## Исходный отрывок
^^^^^^^^^^^^^^^^

Обнаружились замаскированные под общие хозяйственные баночки дочерние закрома – для ухода за кожей, для лечения волос, что-то для приготовления роллов и других новомодных премудростей. Папины очки в кожаном очечнике с облупившимися углами. Этажи коробок с пазлами. Пакеты с пакетами – полиэтиленовыми, тканевыми, бумажными подарочными. Они периодически востребовались, участвовали в круговороте пакетов в хозяйстве, и вот поток прервался, и образовался затор. Кучка одежды, практически новой, которая не пошла в обиход: была куплена либо в фантазиях о том, куда и когда её носить, либо о похудении, либо на вырост.
Коробка с крышками для банок, полиэтиленовыми и жестяными. Бывали годы, когда они шли в дело все до последней, их не хватало, и в пик страды закрутки варенья я покрывала последние банки калькой и заматывала крепкой ниткой – ничего, стояли. Сейчас варенье почти не варю – кондитерское изобилие низвергло его из востребованных десертов и лакомств, разве что только абрикосовое… Но крышки ещё надеялись на участие в хозяйстве.

^^^^^^^^^^^^^^^^

## Фрагменты данных
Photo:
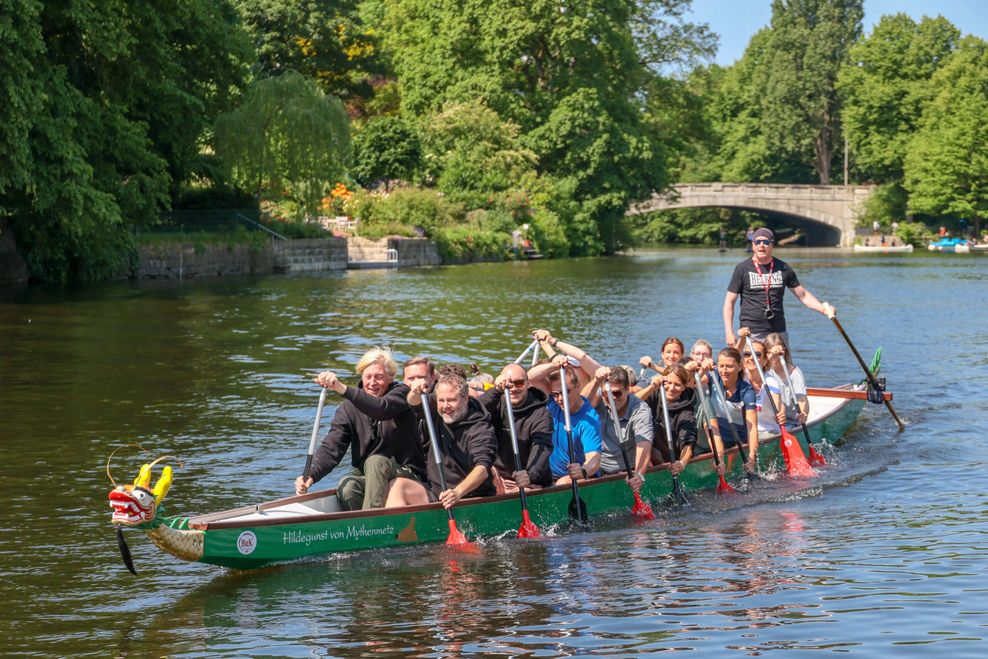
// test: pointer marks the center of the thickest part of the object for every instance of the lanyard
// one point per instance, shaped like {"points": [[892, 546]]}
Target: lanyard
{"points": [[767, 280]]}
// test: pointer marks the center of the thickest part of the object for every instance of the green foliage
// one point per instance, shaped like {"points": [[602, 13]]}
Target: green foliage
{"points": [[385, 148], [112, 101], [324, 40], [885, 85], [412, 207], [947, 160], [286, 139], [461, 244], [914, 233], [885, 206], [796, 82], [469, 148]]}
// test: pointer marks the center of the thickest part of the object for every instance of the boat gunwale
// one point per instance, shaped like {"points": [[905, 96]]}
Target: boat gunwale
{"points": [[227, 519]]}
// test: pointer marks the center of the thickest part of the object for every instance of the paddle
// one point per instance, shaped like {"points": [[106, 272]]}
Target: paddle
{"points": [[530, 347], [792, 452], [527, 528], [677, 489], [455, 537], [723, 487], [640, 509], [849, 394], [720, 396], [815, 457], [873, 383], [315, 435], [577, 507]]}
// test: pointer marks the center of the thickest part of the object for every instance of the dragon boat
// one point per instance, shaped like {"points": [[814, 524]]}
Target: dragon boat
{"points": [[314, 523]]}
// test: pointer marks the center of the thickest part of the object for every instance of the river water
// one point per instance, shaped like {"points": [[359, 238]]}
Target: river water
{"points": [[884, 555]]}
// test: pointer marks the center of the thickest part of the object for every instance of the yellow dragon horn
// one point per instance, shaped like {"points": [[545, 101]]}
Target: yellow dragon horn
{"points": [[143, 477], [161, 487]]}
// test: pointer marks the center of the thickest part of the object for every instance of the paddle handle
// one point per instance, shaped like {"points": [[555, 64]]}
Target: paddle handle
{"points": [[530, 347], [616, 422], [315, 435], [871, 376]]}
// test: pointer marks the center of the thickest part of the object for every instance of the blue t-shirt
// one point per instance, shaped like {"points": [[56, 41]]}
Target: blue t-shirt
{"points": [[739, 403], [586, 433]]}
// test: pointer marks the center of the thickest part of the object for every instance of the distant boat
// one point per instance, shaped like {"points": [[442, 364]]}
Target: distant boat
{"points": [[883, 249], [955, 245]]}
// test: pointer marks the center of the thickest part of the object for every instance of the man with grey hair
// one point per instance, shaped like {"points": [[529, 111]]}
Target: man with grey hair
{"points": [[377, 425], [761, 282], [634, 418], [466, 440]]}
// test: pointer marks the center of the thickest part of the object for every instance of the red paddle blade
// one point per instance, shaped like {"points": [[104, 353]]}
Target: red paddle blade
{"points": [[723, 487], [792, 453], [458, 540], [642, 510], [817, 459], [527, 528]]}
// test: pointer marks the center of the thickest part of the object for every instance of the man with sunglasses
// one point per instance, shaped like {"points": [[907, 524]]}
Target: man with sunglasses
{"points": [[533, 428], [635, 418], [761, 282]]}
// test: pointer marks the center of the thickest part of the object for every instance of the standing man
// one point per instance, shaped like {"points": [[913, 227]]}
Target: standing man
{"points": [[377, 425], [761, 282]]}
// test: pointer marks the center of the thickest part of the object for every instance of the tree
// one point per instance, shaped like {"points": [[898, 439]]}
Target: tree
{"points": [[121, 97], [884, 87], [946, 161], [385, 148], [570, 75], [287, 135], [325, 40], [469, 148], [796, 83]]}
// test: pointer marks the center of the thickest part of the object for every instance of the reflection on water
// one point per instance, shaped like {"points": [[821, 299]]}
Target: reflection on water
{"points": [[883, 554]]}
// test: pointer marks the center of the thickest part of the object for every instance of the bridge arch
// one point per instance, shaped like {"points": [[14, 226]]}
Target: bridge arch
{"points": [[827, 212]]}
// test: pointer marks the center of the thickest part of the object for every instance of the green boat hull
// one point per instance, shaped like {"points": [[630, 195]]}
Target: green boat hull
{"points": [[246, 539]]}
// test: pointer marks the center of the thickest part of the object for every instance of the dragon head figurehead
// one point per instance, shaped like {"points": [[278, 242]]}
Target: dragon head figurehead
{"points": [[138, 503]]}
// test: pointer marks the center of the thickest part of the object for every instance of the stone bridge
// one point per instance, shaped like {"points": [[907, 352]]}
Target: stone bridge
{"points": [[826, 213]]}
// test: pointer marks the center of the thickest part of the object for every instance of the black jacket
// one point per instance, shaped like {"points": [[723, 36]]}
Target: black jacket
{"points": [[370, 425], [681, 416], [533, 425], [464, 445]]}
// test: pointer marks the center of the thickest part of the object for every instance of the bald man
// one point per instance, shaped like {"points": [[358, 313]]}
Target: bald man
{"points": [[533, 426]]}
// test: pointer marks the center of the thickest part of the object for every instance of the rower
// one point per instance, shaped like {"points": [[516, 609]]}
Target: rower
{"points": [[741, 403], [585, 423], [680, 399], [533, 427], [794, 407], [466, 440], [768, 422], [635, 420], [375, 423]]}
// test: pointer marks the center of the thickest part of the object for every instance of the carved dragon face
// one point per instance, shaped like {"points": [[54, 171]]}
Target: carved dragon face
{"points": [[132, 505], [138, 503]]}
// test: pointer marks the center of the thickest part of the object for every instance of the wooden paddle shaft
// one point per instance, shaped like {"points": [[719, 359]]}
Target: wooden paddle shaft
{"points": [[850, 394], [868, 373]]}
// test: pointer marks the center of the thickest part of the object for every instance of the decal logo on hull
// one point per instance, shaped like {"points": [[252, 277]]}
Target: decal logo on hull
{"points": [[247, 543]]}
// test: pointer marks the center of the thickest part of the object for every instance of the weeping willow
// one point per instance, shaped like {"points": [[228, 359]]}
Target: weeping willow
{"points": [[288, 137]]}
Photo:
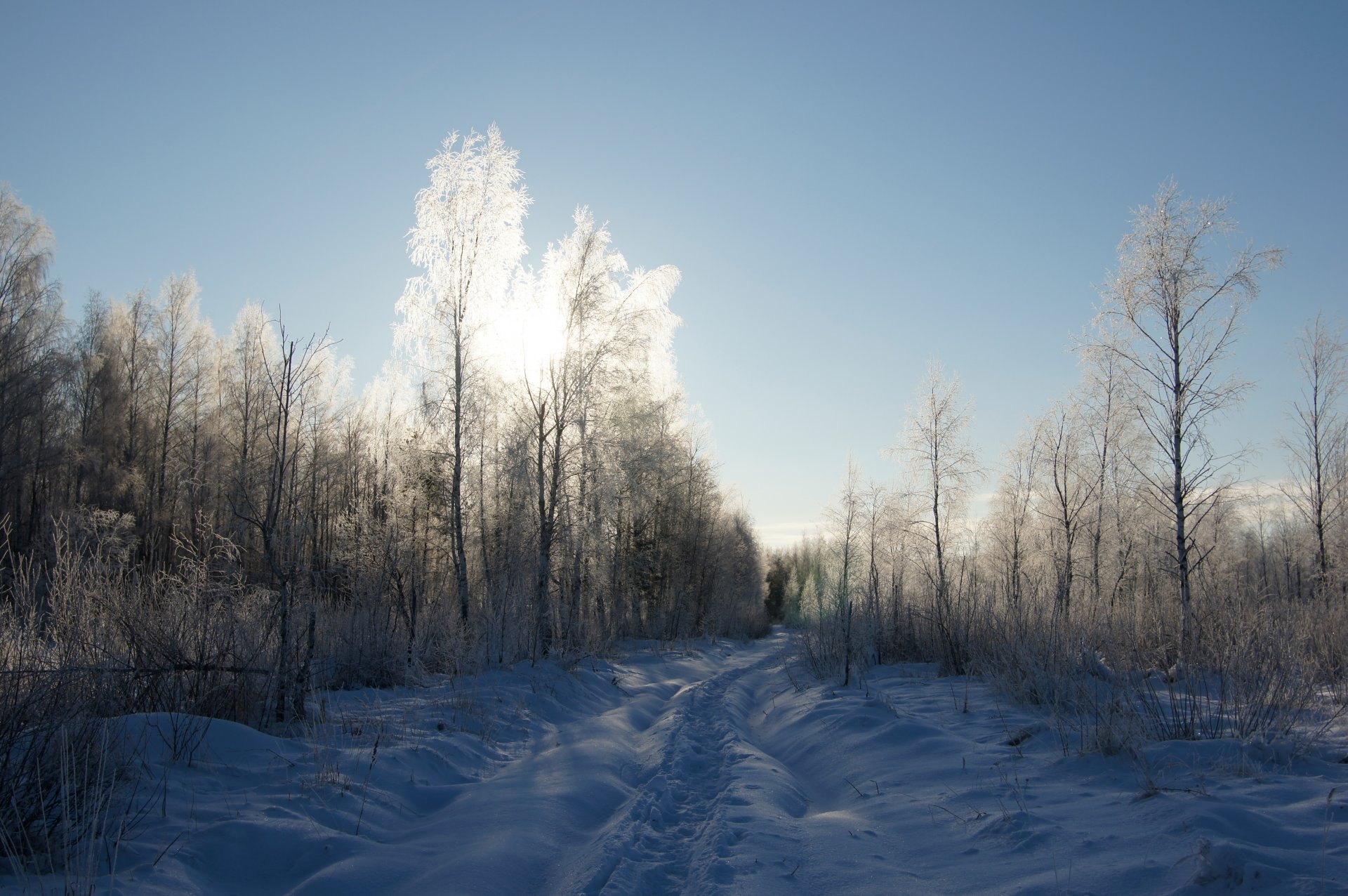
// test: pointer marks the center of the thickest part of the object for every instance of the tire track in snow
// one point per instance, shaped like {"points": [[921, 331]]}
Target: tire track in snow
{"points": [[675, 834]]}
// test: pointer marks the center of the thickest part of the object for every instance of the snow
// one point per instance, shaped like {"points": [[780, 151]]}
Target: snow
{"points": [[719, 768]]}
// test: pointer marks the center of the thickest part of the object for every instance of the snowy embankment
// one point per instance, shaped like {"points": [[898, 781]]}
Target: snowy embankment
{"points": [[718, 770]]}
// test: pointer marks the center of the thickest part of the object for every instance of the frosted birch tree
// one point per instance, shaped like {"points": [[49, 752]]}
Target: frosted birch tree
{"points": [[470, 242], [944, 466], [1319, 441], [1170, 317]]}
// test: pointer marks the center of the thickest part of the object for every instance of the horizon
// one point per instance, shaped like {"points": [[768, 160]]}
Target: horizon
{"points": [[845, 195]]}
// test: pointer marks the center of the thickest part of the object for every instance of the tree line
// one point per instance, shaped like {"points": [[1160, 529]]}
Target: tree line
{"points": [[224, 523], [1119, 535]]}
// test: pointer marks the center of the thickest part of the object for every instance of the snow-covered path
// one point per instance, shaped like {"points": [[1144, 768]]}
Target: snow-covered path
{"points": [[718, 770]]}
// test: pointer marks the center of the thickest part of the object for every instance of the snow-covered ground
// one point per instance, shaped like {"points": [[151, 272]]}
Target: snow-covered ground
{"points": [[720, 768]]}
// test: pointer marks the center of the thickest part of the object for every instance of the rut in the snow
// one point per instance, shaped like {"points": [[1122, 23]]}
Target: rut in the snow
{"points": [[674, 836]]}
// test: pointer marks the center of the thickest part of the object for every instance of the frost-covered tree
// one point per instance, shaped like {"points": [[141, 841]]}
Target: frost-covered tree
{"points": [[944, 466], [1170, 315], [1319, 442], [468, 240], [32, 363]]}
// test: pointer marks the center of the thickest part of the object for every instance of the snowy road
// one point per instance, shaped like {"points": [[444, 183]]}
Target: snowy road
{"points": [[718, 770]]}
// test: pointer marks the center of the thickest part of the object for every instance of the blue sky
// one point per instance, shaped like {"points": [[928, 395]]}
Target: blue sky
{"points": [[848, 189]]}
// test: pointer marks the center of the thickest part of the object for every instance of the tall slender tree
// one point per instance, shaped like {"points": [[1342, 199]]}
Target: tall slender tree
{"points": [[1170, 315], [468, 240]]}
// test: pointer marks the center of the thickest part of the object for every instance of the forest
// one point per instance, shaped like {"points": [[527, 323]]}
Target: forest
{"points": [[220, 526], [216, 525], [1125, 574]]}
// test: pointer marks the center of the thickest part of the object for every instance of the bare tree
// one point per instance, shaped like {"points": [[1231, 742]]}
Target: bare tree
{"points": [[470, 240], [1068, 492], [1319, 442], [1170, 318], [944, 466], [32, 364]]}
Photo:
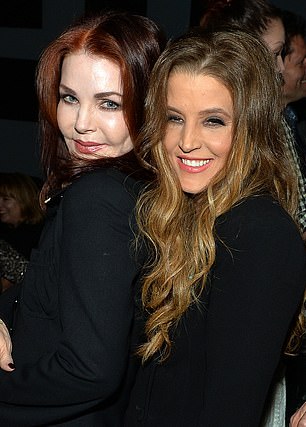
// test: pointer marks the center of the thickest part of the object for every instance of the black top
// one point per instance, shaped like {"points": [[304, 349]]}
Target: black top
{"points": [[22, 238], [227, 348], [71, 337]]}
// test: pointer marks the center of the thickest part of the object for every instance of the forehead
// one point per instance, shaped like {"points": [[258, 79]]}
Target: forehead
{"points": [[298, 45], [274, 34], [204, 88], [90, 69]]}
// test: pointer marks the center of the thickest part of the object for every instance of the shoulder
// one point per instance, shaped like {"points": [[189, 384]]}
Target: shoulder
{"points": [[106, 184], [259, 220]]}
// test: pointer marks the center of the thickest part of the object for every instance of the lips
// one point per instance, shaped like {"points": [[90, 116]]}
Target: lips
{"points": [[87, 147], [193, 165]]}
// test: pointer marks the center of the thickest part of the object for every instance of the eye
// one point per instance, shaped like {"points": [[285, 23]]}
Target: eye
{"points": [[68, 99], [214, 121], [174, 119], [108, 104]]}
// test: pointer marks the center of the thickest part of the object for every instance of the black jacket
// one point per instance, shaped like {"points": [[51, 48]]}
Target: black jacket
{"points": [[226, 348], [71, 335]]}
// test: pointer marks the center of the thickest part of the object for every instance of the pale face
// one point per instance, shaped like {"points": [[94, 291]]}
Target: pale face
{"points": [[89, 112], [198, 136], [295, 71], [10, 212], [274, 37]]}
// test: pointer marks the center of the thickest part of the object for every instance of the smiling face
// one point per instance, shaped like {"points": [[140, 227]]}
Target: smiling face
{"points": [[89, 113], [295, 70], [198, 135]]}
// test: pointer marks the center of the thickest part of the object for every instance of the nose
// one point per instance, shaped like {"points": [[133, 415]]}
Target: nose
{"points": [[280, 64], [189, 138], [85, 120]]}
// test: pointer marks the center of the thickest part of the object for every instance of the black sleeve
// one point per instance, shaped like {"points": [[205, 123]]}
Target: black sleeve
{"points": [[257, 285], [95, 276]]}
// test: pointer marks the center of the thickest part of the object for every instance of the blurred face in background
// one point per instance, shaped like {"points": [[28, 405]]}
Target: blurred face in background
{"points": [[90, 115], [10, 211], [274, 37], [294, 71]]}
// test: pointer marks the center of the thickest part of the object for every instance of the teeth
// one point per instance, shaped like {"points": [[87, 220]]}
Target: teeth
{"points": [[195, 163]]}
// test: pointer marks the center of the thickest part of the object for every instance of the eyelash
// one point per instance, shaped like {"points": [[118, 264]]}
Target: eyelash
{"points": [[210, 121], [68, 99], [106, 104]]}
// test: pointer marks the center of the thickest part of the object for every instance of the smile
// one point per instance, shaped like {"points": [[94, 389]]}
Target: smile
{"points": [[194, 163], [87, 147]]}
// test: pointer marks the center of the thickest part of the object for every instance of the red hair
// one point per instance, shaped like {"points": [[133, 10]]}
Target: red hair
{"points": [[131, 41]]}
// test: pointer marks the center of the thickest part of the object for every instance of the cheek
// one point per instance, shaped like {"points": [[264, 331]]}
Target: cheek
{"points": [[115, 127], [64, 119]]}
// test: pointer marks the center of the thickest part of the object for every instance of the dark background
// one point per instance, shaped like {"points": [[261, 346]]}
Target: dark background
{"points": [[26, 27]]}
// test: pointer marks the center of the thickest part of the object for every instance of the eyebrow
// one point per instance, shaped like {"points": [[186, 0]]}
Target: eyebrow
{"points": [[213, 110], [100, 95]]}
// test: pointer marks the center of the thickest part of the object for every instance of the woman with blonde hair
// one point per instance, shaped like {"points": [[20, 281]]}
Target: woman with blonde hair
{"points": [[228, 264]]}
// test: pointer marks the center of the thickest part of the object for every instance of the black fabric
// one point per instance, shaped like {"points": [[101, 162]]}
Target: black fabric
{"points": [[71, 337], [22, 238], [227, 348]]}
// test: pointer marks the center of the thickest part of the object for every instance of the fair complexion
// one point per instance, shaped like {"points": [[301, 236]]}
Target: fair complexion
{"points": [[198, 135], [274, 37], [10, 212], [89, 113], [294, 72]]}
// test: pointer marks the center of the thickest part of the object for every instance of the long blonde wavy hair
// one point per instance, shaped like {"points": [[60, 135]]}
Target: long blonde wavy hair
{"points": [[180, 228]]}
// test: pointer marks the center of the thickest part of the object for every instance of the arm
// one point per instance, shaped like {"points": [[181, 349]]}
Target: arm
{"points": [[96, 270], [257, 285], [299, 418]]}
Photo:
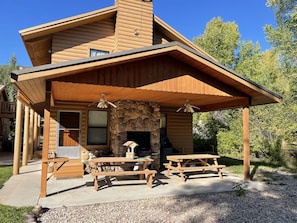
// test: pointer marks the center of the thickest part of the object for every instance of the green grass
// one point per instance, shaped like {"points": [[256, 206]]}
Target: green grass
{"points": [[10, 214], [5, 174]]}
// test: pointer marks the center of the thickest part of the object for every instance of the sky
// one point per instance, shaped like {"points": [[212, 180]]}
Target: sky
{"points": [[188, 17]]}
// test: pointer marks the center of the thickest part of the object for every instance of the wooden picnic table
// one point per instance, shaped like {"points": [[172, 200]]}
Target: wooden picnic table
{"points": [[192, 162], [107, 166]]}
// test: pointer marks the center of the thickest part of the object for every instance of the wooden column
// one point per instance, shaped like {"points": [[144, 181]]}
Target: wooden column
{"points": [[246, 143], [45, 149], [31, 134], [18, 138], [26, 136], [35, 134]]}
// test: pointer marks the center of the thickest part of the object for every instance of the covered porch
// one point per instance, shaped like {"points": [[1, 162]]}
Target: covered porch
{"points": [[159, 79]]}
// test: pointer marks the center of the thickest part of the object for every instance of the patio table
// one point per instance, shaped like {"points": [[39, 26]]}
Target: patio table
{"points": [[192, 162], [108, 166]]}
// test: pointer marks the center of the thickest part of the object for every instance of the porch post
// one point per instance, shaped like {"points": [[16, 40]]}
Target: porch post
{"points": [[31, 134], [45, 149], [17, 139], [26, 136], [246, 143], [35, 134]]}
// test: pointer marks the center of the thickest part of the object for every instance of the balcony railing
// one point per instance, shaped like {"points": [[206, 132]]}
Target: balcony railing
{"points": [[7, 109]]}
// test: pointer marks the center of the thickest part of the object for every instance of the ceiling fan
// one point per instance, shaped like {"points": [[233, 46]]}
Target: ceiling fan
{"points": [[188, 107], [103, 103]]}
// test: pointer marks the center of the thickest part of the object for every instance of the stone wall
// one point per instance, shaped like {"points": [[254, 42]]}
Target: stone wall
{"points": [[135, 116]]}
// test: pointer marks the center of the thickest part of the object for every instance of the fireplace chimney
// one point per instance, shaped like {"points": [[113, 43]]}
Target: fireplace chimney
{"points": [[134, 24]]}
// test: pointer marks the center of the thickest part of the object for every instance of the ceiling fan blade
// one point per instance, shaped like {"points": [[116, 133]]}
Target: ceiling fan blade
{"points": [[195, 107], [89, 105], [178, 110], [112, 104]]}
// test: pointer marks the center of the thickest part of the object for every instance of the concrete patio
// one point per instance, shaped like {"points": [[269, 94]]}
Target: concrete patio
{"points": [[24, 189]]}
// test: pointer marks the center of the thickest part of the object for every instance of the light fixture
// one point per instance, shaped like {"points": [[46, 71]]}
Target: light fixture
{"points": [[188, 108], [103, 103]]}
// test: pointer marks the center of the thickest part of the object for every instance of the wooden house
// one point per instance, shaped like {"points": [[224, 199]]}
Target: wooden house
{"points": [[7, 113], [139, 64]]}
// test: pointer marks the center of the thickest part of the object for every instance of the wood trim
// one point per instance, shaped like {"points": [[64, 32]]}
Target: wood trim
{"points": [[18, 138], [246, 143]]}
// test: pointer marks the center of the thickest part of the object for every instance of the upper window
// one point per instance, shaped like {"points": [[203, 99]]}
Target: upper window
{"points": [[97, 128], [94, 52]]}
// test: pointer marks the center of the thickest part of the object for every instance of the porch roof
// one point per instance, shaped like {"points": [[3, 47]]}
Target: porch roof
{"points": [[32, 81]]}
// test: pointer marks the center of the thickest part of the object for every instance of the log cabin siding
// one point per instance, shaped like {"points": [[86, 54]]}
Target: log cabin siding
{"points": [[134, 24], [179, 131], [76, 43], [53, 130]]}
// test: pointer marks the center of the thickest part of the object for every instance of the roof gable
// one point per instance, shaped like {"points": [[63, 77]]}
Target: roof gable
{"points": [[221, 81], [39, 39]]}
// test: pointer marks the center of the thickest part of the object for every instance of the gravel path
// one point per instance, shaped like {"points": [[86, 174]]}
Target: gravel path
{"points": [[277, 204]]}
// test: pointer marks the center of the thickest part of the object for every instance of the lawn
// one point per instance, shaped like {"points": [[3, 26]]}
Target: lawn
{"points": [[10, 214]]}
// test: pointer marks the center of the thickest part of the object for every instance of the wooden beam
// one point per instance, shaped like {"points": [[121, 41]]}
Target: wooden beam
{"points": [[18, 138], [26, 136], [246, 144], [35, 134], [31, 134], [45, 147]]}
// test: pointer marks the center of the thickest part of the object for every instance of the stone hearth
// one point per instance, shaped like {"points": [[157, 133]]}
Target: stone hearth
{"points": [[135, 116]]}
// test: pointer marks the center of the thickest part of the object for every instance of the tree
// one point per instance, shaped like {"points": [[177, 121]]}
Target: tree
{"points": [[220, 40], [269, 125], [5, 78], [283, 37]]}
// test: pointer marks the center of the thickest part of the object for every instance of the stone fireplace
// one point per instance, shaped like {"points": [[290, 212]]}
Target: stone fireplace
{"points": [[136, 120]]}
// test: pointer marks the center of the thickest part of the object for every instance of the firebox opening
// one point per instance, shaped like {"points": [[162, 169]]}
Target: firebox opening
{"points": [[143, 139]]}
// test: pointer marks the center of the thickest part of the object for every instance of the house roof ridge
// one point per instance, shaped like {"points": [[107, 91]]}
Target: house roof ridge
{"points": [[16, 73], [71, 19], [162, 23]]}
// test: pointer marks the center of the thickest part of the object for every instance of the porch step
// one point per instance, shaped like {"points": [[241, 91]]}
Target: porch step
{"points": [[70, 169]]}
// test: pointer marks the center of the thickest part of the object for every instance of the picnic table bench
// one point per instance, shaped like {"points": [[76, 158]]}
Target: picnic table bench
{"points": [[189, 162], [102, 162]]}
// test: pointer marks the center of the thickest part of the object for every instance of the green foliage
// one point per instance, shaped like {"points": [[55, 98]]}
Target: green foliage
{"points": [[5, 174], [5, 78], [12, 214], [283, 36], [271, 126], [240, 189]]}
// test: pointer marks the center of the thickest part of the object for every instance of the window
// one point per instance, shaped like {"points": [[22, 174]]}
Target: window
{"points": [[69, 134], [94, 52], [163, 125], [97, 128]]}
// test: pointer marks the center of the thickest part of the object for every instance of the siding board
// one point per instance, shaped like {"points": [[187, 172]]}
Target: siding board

^^^^^^^^^^^^^^^^

## Что нужно сделать
Продолжите отрывок о разборе домашних вещей, начав сразу после его последнего предложения. Данные для работы не понадобятся.

## Результат упражнения
Во встроенном шкафу целое нижнее отделение крепкой, практичной обуви, которая не наденется уже никогда. Но незабываемый травматичный опыт, когда экстренно сданную в ремонт пару нечем было заменить, не позволял расстаться и выбросить. А уж, что там на двух забитых до отказа антресолях, из нас не помнил никто.
В рассказе Татьяны Толстой “Милая Шура” прочла, что виток жизни кончается на помойке – поздно или рано все сопутствующие жизни вещи оказываются там. И мне подумалось, что, возможно, эти не дошедшие до нее вещи осуществляют для меня некий заслон к той помойке. Может, даже помогают пережить неопределённость моего бытия при смене жилья, пока не накопится новый сухой остаток следующего витка, и я держусь за этот старый хлам, как за опору.
Гнездышко
Обустроила себе в зале укромный уголок для вечерних посиделок с бумагой и ручкой – собрать обрывки фраз, разложить записи по файлам, полочкам, чтобы в голове был порядок. И для возможности писать перьевой ручкой.
Заняла ближнюю к окну секцию стенки. Раскрыла дверцы верхней части, ее дно стало дальней частью письменного стола. Сверху еще три полки, на них – чашки, фужеры, рюмки, они наполнены воздухом и напоминают о застольях с запасной посудой.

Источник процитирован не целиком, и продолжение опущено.